Given exercise: Rescale the entries from the first line through the line containing "x=366, y=294", both ends included. Write out each of those lines again with the requests unchanged, multiply every answer coordinate by 1.8, round it to a whole number with halves going up, and give nothing beyond those lines.

[Entries taken from a collection]
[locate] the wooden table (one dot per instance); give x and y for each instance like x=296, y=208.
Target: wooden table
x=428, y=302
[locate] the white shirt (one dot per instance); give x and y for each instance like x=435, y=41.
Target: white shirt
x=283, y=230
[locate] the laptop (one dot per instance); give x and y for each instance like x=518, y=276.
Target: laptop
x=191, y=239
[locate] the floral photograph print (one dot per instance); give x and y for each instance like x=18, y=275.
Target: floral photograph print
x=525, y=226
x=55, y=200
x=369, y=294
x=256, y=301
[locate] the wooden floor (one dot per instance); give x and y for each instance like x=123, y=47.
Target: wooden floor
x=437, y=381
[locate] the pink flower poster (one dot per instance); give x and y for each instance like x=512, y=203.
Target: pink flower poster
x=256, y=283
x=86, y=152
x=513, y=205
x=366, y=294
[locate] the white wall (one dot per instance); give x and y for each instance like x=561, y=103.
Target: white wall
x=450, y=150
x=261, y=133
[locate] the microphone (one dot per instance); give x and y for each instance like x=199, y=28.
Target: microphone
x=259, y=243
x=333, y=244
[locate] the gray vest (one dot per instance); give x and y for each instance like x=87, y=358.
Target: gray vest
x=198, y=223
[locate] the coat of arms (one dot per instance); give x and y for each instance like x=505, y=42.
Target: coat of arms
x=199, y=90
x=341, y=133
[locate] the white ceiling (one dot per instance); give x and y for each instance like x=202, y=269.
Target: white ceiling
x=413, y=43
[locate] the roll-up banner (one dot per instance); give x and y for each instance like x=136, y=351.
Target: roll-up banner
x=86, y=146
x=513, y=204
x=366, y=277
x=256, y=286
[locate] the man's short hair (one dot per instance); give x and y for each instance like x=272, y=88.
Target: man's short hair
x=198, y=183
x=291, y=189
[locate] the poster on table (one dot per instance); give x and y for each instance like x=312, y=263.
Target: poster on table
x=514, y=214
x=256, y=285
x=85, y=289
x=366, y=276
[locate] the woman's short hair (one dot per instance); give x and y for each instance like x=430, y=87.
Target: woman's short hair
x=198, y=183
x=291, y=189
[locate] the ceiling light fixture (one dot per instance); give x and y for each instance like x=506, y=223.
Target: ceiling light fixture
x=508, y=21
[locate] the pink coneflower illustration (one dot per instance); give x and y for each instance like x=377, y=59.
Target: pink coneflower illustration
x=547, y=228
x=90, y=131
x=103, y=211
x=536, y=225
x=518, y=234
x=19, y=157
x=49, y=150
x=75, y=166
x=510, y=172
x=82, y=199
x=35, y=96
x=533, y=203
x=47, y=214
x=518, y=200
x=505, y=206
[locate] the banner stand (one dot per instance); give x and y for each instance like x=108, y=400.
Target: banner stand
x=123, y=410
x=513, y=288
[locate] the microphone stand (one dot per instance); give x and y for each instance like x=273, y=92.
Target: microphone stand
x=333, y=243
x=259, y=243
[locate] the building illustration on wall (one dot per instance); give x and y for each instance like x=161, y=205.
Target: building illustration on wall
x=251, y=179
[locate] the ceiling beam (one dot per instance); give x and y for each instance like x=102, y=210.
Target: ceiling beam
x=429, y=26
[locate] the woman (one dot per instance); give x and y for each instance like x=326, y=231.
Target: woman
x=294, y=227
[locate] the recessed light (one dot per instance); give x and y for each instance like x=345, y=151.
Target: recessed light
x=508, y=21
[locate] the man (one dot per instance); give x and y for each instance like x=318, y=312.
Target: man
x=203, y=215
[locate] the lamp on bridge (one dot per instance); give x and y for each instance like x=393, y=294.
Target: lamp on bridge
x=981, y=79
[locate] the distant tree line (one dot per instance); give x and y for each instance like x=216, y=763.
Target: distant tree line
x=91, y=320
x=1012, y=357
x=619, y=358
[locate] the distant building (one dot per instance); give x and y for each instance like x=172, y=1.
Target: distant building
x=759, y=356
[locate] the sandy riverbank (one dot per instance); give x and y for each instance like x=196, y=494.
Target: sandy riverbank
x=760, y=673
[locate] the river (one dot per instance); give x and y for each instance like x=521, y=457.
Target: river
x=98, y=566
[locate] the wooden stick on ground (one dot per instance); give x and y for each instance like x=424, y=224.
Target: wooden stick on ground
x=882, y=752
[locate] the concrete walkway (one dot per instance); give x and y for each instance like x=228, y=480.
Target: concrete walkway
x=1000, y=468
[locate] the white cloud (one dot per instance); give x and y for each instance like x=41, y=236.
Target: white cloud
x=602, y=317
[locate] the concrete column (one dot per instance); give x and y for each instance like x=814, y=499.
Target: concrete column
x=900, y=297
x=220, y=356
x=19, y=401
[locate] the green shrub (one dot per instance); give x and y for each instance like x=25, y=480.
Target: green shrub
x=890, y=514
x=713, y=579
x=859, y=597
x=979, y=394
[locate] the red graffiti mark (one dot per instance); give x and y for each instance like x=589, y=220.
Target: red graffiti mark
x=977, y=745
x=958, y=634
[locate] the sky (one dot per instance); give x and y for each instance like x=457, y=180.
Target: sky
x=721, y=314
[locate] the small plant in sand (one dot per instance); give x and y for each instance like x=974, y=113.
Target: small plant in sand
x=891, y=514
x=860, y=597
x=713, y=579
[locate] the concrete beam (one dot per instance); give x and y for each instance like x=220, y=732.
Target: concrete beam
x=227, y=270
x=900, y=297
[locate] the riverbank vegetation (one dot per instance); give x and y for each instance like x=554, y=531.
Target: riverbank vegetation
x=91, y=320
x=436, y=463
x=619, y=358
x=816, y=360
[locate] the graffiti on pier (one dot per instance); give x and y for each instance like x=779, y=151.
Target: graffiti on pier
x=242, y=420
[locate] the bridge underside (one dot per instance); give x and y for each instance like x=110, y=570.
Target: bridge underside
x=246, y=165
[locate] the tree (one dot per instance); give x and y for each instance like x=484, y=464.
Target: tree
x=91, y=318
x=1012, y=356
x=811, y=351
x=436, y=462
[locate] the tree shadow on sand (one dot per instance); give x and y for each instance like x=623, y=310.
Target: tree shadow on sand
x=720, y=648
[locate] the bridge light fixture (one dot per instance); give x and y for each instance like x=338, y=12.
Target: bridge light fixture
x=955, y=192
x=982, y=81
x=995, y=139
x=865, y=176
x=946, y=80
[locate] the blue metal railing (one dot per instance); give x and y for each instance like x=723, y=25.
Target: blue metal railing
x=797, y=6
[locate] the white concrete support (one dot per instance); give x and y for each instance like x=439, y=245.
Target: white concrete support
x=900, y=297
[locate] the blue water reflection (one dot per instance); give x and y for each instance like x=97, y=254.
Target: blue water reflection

Problem solution:
[locate] the wooden table (one dot per instance); give x and y for each instance like x=296, y=208.
Target: wooden table
x=770, y=544
[locate] the white shirt (one dot per instance); give x and y for each instance like x=435, y=41.
Target: white shirt
x=509, y=414
[locate] the laptop (one dot per instance); give x and y for each instance like x=518, y=276.
Target: laptop
x=344, y=430
[locate] the floral photograph print (one dot per instance); give x and y for each instance like x=18, y=275.
Target: floral photograph print
x=945, y=407
x=99, y=360
x=664, y=529
x=461, y=542
[locate] the wooden floor (one dot per instance); give x and y for each instance like x=123, y=47.
Target: wooden floor
x=787, y=686
[locate] the pink flower poster (one dot per instance); give x and y for each instance like x=512, y=203.
Target: pink flower poster
x=461, y=509
x=155, y=274
x=923, y=369
x=659, y=529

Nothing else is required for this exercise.